[Collected data]
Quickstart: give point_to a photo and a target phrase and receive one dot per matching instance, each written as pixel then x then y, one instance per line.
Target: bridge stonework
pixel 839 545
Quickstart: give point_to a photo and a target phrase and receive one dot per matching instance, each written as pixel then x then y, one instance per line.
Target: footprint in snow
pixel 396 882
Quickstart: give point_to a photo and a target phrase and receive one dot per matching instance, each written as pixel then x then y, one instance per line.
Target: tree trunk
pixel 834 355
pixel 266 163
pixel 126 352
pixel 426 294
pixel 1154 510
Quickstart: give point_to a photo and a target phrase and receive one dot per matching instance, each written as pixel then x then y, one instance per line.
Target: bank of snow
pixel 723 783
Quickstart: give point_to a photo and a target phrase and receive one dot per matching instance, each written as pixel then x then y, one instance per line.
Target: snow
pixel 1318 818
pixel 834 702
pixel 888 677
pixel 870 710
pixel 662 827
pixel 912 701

What this task involves -
For the entries above, transcribe precisely the lines from the one with "Target: bank of snow" through the end, including both.

Answer space -
Target: bank of snow
pixel 723 783
Quickstart: give point_to a photo and a target phrase and receive one dot per matching instance, each written as pixel then x then y, one instance per line.
Target: snow
pixel 1318 818
pixel 834 702
pixel 888 677
pixel 870 710
pixel 662 827
pixel 912 701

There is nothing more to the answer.